§ Set problem:
Please set out the records below as a numbered list, leaving out any blank lines.

═════ Entries

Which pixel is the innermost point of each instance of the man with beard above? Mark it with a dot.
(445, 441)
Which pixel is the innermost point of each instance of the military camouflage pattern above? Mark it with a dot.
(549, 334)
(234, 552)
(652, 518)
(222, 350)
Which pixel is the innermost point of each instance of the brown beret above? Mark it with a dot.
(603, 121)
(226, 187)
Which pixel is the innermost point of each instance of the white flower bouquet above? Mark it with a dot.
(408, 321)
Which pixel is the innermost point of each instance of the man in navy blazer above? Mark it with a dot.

══════════

§ Full answer:
1. Which pixel is the innermost point of each instance of the man with beard above? Mark it with a dot.
2. (445, 441)
3. Which pixel is the innermost point of each instance of the military camouflage pattern above? Mark it with a dot.
4. (549, 334)
5. (234, 552)
6. (652, 518)
7. (222, 350)
8. Which pixel is the innermost point of each instance of the brown beret above? Mark it with a dot.
9. (603, 121)
10. (226, 187)
11. Which pixel is the innermost point of each instance of the white flower bouquet above? Mark it with a dot.
12. (408, 321)
13. Which pixel is the innermost point of each instance of the man in navy blazer above? Mark it with a dot.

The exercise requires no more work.